ROWS
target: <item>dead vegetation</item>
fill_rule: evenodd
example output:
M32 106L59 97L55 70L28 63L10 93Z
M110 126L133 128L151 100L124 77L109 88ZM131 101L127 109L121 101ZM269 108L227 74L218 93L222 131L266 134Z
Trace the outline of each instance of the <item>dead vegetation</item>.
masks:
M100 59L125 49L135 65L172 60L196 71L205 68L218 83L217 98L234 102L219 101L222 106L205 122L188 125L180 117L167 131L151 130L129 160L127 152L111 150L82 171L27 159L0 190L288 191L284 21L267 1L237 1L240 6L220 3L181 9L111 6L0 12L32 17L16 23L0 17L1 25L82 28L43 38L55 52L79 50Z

GOAL
Rewrite the data above, substituting "withered plants" for "dead vegetation" wherever it occurs and leaving everything else unchanged.

COMPLETED EXERCISE
target: <item>withered plants</item>
fill_rule: evenodd
example output:
M32 106L59 97L55 70L28 63L10 93Z
M110 126L133 128L151 100L124 77L109 88ZM131 101L127 109L121 101ZM269 108L227 74L218 93L222 131L266 134Z
Trace the outline of each instance of the <item>withered plants</item>.
masks:
M100 59L125 49L135 65L172 60L196 71L205 68L218 83L217 98L234 102L219 101L222 106L205 122L188 125L180 117L167 131L151 130L129 160L127 152L111 150L82 171L27 159L0 190L288 191L284 21L267 1L237 1L240 6L220 3L181 9L111 6L0 12L32 17L16 23L0 17L1 25L82 28L43 38L55 52L79 50Z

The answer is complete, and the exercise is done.